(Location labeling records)
------------------------
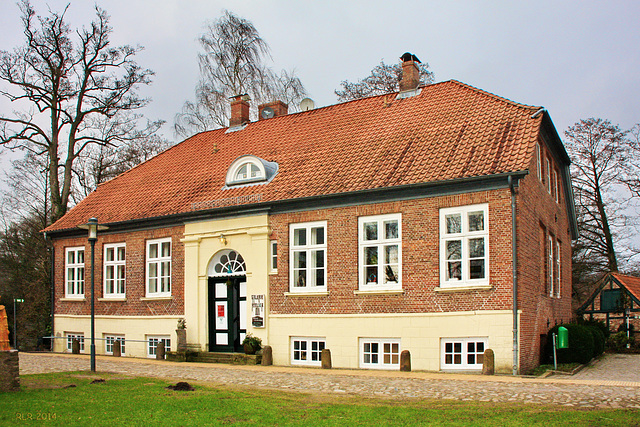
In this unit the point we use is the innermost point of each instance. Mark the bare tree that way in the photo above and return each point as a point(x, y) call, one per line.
point(233, 63)
point(68, 82)
point(384, 78)
point(598, 152)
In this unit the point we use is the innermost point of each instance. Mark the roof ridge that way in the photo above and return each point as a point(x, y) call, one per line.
point(493, 95)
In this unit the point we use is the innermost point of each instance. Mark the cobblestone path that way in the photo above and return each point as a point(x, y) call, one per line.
point(583, 393)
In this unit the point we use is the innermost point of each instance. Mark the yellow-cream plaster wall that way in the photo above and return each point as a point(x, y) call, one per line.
point(419, 333)
point(247, 235)
point(134, 328)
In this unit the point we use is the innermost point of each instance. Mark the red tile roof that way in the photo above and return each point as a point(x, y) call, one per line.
point(450, 130)
point(632, 283)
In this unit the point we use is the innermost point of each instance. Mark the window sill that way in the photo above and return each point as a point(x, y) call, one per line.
point(306, 294)
point(463, 288)
point(379, 292)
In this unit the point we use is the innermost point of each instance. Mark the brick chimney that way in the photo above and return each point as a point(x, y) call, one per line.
point(239, 110)
point(410, 72)
point(278, 108)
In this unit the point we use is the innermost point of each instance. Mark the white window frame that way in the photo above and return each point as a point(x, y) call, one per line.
point(551, 263)
point(464, 353)
point(539, 161)
point(238, 164)
point(273, 256)
point(378, 359)
point(305, 349)
point(558, 270)
point(110, 339)
point(159, 260)
point(152, 344)
point(77, 283)
point(117, 265)
point(70, 336)
point(380, 244)
point(464, 236)
point(548, 171)
point(308, 249)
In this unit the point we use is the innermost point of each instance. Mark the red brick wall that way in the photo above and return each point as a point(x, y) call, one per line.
------------------------
▸ Description of the task
Please repeat everything from the line that contains "Mark the cobblestone" down to the line that contains "point(583, 393)", keeping every line exactly as it stands and including both of those lines.

▸ Result for this task
In this unit the point we use is the innermost point of each instance. Mark the cobblestone path that way in the photo above and return each point as a point(x, y) call, one per line.
point(583, 393)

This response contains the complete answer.